◆ Work to complete ◆
Output as a JSON list of strings the rows from the line containing "This document describes" through the line containing "positive clicks: (127, 220)", both included, with one string per line and any blank lines omitted.

◆ Data provided ◆
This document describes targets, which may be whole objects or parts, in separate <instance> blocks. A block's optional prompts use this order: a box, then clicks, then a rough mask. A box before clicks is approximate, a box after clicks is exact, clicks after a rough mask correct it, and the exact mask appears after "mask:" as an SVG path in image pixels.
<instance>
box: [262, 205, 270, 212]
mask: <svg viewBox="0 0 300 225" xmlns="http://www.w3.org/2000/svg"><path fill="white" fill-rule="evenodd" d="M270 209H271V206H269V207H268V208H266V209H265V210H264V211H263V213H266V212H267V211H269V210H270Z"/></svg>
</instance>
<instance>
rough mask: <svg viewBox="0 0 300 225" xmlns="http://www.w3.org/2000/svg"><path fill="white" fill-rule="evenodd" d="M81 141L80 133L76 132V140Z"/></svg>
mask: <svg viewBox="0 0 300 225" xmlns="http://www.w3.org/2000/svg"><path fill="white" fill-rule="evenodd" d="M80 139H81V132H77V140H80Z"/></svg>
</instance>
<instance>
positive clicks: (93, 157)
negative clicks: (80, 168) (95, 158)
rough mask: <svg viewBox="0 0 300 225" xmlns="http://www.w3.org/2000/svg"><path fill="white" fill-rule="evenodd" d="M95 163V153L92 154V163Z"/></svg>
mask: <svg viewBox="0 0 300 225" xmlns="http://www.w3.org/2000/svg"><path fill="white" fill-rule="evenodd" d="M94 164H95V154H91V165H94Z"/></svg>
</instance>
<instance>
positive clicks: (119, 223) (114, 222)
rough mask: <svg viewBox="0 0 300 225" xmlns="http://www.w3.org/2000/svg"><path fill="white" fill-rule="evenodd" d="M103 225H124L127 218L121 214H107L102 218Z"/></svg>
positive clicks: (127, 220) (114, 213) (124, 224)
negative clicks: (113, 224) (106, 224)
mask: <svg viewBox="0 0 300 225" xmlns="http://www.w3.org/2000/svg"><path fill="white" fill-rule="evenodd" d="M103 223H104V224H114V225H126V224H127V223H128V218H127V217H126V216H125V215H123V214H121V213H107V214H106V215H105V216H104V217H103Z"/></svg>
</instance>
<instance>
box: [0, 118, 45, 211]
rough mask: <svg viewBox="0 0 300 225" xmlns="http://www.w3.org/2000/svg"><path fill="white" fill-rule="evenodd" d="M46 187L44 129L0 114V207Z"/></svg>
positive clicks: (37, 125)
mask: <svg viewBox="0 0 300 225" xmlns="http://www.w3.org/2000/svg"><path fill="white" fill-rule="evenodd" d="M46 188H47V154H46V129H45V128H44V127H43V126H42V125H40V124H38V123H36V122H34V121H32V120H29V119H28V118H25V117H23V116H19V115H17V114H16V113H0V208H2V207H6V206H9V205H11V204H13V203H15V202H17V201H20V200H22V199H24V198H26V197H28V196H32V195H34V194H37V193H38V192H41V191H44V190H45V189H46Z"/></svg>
--
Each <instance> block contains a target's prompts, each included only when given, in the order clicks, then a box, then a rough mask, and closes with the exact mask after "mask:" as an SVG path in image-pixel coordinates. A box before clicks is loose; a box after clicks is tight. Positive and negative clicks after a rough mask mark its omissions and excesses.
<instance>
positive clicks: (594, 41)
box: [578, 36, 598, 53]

◆ Expected answer ◆
[
  "This document describes targets, which may be whole objects or parts, in separate <instance> blocks. A block's optional prompts use this order: a box, then clicks, then a rough mask. A box before clicks is approximate, a box after clicks is exact, clicks after a rough mask correct it, and the exact mask appears after \"mask:\" as an SVG path in image pixels.",
  "<instance>",
  "box: [262, 205, 270, 212]",
  "mask: <svg viewBox=\"0 0 300 225\" xmlns=\"http://www.w3.org/2000/svg\"><path fill=\"white\" fill-rule=\"evenodd\" d=\"M270 209H271V206H269V207H268V208H266V209H265V210H264V211H263V213H266V212H267V211H269V210H270Z\"/></svg>",
  "</instance>",
  "<instance>",
  "rough mask: <svg viewBox=\"0 0 300 225\" xmlns=\"http://www.w3.org/2000/svg\"><path fill=\"white\" fill-rule=\"evenodd\" d=\"M81 141L80 133L76 132V140Z\"/></svg>",
  "mask: <svg viewBox=\"0 0 300 225\" xmlns=\"http://www.w3.org/2000/svg\"><path fill=\"white\" fill-rule=\"evenodd\" d=\"M80 139H81V132H77V140H80Z\"/></svg>",
  "</instance>",
  "<instance>",
  "positive clicks: (93, 157)",
  "negative clicks: (80, 168) (95, 158)",
  "rough mask: <svg viewBox=\"0 0 300 225\" xmlns=\"http://www.w3.org/2000/svg\"><path fill=\"white\" fill-rule=\"evenodd\" d=\"M95 163V153L92 154V163Z\"/></svg>",
  "mask: <svg viewBox=\"0 0 300 225\" xmlns=\"http://www.w3.org/2000/svg\"><path fill=\"white\" fill-rule=\"evenodd\" d=\"M94 164H95V154H91V165H94Z\"/></svg>",
  "</instance>",
  "<instance>",
  "positive clicks: (119, 223) (114, 222)",
  "rough mask: <svg viewBox=\"0 0 300 225\" xmlns=\"http://www.w3.org/2000/svg\"><path fill=\"white\" fill-rule=\"evenodd\" d=\"M103 225H124L127 218L121 214H107L102 218Z\"/></svg>",
  "positive clicks: (127, 220) (114, 213) (124, 224)"
]